Intervention de Réjane Sénac

Réunion du 1er juin 2016 à 14h00
Délégation de l'assemblée nationale aux droits des femmes et à l'égalité des chances entre les hommes et les femmes

Réjane Sénac, chercheuse au CNRS - CEVIPOF, membre du comité de pilotage de PRESAGE et présidente de la commission Parité du Haut Conseil à l'égalité entre les femmes et les hommes, HCEfh :

Avant de vous répondre, je voudrais tirer le fil de ce que vient de dire Laure Béréni sur la suspicion de militantisme qui frappe les études de genre.

Il faut rappeler que Judith Butler, citée de manière assez outrancière par les opposants à la dite « théorie du genre » comme une incarnation de ce danger idéologique, appuie ses travaux sur ce qu'elle appelle « la théorie française » de Foucault ou Derrida. Il est important de noter qu'il y a des allers-retours en termes de recherche et de filiation scientifique. Il n'y a pas eu de décalque des travaux faits aux États-Unis, mais un entremêlement.

- [Consignes]:
(a) Traduisez en anglais la phrase suivante de l'extrait : « Il n'y a pas eu de décalque des travaux faits aux États-Unis, mais un entremêlement. »
(b) D'après l'extrait, quelle commission du Haut Conseil à l'égalité entre les femmes et les hommes Réjane Sénac préside-t-elle ?
(c) Relevez dans l'extrait le passage qui va de « Réjane Sénac, chercheuse » jusqu'à « études de genre. ».

- [Données]:
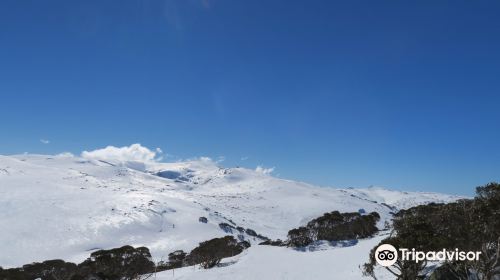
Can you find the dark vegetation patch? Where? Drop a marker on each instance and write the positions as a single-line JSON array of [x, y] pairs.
[[209, 253], [334, 226], [469, 225], [127, 263], [116, 264]]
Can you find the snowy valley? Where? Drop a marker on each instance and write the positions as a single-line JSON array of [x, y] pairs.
[[65, 207]]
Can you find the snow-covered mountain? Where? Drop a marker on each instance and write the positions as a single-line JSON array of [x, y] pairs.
[[65, 207]]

- [Réponses]:
(a) There was no tracing of the work done in the United States, but rather an intertwining.

(b) La commission Parité.

(c)
Réjane Sénac, chercheuse au CNRS - CEVIPOF, membre du comité de pilotage de PRESAGE et présidente de la commission Parité du Haut Conseil à l'égalité entre les femmes et les hommes, HCEfh :

Avant de vous répondre, je voudrais tirer le fil de ce que vient de dire Laure Béréni sur la suspicion de militantisme qui frappe les études de genre.